Problem to solve -> Search the entries below for the word "shrub" and copy each line that has it.
(Data extracts Opens)
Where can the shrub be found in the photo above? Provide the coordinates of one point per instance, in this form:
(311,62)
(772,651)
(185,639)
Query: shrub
(Data extracts Closes)
Task output ->
Where can the shrub be found in the photo above? Provide the coordinates of one point per instance, in this form:
Query: shrub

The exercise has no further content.